== INPUT DATA

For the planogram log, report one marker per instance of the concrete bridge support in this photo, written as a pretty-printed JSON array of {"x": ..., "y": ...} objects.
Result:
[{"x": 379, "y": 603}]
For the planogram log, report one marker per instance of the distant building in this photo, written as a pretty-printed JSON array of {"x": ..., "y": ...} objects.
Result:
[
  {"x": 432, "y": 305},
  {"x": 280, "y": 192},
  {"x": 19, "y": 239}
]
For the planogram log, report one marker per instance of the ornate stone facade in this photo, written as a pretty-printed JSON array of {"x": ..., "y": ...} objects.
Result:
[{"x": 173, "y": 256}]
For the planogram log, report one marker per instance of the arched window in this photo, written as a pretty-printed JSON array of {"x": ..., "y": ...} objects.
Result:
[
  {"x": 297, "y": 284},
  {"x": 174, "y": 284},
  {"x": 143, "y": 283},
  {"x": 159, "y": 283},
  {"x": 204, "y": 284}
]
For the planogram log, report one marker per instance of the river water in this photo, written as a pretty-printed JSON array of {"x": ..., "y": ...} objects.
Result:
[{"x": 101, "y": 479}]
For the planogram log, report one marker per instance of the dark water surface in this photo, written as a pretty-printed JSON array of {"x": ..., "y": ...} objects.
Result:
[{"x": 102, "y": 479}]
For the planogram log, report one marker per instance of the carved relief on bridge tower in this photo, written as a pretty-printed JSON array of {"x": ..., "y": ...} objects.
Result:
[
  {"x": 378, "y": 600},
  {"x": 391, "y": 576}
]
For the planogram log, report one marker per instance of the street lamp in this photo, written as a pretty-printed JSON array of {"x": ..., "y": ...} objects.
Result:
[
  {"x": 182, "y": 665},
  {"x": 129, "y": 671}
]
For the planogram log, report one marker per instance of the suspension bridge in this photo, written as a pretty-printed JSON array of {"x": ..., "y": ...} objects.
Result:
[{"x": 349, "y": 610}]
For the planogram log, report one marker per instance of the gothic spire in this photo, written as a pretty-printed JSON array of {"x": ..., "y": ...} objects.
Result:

====

● SET TASK: Reproduce the lines above verbatim.

● CORRECT ANSWER:
For the planogram log, report one marker per instance of the concrete bridge support in this photo, written as a pretty-printed JSON array of {"x": ..., "y": ...} objects.
Result:
[{"x": 379, "y": 603}]
For the planogram log, report one marker per instance of the distant building in this photo, written as a pretty-printed JSON array of {"x": ..., "y": ...} objects.
Result:
[
  {"x": 432, "y": 305},
  {"x": 280, "y": 192},
  {"x": 19, "y": 239}
]
For the planogram log, report one marker per instance of the ornate stone facade in this photo, written as a pretty-printed JSON array of {"x": ..., "y": ...} objects.
Result:
[{"x": 173, "y": 256}]
For the planogram log, report one marker per instance of the arched window in this photo, written as a pretty-printed JSON array of {"x": ..., "y": ...} objects.
Result:
[
  {"x": 297, "y": 284},
  {"x": 174, "y": 284},
  {"x": 143, "y": 283},
  {"x": 159, "y": 283},
  {"x": 204, "y": 284}
]
For the planogram log, report one marker per instance of the river water in this photo, written as a pretty-printed JSON array of {"x": ..., "y": ...} objects.
Result:
[{"x": 101, "y": 479}]
For the planogram log, report one marker per instance of the dark water surface in this photo, written as a pretty-printed JSON array of {"x": ..., "y": ...} objects.
Result:
[{"x": 102, "y": 479}]
For the planogram log, report one marker per instance of the carved relief on bridge tower in this photo, written as a pretty-printed JSON array of {"x": ..., "y": ...} objects.
Result:
[
  {"x": 378, "y": 600},
  {"x": 391, "y": 576}
]
For the planogram log, report one marker per instance of the street lamp in this photo, written as a pretty-printed JSON array of {"x": ..., "y": ...} objects.
Result:
[
  {"x": 182, "y": 665},
  {"x": 129, "y": 671}
]
For the planogram log, report one marker per instance of the suspension bridge in this photo, written as a pretty-printed JSON array of {"x": ..., "y": ...} objects.
Result:
[{"x": 349, "y": 610}]
For the planogram log, report one marker per instance of the gothic spire in this photo, written as a pretty-printed JSON array of {"x": ..., "y": ...} objects.
Result:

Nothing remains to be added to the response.